▶ _SUPPLIED RECORDS_:
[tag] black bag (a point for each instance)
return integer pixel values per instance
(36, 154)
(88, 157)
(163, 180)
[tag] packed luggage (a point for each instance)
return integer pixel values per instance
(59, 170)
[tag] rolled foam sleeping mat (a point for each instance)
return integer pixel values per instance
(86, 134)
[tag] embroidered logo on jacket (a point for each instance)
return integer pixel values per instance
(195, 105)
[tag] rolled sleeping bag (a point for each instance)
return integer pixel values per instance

▶ _TASK DIRECTIONS_: Reproduce all data above, unchanged.

▶ _TASK ANSWER_:
[tag] black bag (a point for each instance)
return integer pixel values per instance
(36, 154)
(88, 157)
(163, 180)
[tag] packed luggage (a point for each instance)
return integer pixel values per instance
(59, 170)
[tag] rolled foam sleeping mat (a point for each instance)
return integer pixel values per instance
(86, 134)
[tag] embroidered logo on jacket (a point for each instance)
return integer pixel values per instance
(195, 105)
[tag] rolled sleeping bag (a point for each instance)
return integer pixel values per instance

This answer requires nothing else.